(Dataset records)
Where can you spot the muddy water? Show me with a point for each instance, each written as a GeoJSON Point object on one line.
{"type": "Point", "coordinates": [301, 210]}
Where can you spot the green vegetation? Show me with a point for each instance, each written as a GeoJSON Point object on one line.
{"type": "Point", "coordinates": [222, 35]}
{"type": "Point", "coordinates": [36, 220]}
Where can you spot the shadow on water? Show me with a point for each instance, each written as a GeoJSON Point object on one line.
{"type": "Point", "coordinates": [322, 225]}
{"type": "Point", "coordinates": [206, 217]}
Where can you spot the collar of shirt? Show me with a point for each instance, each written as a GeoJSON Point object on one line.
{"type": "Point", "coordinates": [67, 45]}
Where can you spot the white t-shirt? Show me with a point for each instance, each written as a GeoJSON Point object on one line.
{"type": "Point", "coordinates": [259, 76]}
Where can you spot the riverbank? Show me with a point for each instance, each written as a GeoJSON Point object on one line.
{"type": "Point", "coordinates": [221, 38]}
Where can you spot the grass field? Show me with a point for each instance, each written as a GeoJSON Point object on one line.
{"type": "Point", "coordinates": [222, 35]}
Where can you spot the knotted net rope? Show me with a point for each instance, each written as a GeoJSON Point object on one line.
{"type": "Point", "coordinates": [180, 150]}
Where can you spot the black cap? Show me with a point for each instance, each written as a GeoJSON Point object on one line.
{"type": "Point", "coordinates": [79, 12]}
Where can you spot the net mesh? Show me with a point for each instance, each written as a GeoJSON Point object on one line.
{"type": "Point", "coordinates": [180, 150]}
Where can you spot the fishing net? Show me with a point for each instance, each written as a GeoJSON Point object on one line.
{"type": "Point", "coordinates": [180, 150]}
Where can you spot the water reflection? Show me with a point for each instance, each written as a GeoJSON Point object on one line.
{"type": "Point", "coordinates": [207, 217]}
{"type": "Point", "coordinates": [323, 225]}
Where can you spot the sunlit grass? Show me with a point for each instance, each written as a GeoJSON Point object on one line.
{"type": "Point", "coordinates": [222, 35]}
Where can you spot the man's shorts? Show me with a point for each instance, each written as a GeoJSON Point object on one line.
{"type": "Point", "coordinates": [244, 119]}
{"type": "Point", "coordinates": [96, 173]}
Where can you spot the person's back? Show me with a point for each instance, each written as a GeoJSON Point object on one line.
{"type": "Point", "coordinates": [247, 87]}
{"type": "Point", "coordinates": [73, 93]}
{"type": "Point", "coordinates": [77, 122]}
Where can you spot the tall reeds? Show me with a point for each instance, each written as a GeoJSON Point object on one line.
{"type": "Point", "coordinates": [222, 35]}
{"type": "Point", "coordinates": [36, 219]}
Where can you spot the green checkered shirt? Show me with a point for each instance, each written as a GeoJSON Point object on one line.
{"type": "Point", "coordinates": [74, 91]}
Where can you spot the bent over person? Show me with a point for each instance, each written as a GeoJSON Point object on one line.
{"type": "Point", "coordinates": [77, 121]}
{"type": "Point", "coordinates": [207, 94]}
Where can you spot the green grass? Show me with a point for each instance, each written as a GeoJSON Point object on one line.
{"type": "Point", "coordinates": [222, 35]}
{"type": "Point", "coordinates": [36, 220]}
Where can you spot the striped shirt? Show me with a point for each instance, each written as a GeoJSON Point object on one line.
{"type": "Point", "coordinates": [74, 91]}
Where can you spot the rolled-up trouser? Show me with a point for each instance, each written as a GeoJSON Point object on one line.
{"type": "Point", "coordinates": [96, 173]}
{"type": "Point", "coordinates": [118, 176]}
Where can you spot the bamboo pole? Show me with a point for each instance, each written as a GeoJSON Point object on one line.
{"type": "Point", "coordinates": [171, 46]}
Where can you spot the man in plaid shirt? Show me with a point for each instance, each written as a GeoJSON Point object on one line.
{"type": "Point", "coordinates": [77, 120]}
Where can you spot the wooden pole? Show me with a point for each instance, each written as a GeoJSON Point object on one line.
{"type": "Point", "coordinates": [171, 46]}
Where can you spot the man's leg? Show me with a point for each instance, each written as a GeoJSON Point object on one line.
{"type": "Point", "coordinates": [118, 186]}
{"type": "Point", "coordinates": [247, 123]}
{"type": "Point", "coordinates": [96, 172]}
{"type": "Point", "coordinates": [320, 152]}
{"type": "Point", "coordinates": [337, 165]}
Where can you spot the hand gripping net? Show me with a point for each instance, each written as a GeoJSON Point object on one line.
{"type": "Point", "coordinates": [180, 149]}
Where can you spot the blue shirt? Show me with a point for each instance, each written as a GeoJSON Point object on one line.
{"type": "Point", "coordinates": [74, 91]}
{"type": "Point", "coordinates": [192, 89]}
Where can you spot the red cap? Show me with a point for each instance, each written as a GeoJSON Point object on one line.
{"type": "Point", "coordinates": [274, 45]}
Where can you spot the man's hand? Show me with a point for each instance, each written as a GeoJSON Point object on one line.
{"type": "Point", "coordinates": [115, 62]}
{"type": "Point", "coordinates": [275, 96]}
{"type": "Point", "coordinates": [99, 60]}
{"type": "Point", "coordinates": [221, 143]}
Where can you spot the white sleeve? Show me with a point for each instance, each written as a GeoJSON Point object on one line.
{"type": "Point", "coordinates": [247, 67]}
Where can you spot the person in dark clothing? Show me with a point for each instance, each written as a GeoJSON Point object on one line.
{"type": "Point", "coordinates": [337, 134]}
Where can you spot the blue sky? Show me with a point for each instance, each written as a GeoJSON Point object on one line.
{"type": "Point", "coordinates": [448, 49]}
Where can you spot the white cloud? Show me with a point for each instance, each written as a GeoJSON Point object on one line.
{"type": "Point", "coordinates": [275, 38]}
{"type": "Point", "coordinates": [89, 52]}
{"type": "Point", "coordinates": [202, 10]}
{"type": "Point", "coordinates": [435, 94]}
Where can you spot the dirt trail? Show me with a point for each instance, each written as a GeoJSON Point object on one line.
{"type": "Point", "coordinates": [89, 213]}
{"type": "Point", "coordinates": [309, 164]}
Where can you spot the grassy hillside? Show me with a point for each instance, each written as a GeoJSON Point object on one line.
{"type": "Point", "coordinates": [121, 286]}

* AIM: Using the material above, reproduce exactly the line that contains "Where can you spot the blue sky?" and all lines after it through the last one, and only those.

* EXERCISE SOLUTION:
Where can you spot the blue sky? Show me with a point for each instance, each written as a GeoJSON Point object on one line.
{"type": "Point", "coordinates": [448, 49]}
Where can you spot the white cloud? Show me with a point for each instance, each written as a GeoJSON Point object on one line.
{"type": "Point", "coordinates": [275, 38]}
{"type": "Point", "coordinates": [89, 52]}
{"type": "Point", "coordinates": [202, 10]}
{"type": "Point", "coordinates": [435, 94]}
Where can you spot the dirt trail? Show me with a point for each instance, each written as a GeoJSON Point object on one line.
{"type": "Point", "coordinates": [89, 213]}
{"type": "Point", "coordinates": [309, 164]}
Where can you spot the grassy hillside? Show me with a point for each instance, each written as a GeoJSON Point object on one line.
{"type": "Point", "coordinates": [121, 286]}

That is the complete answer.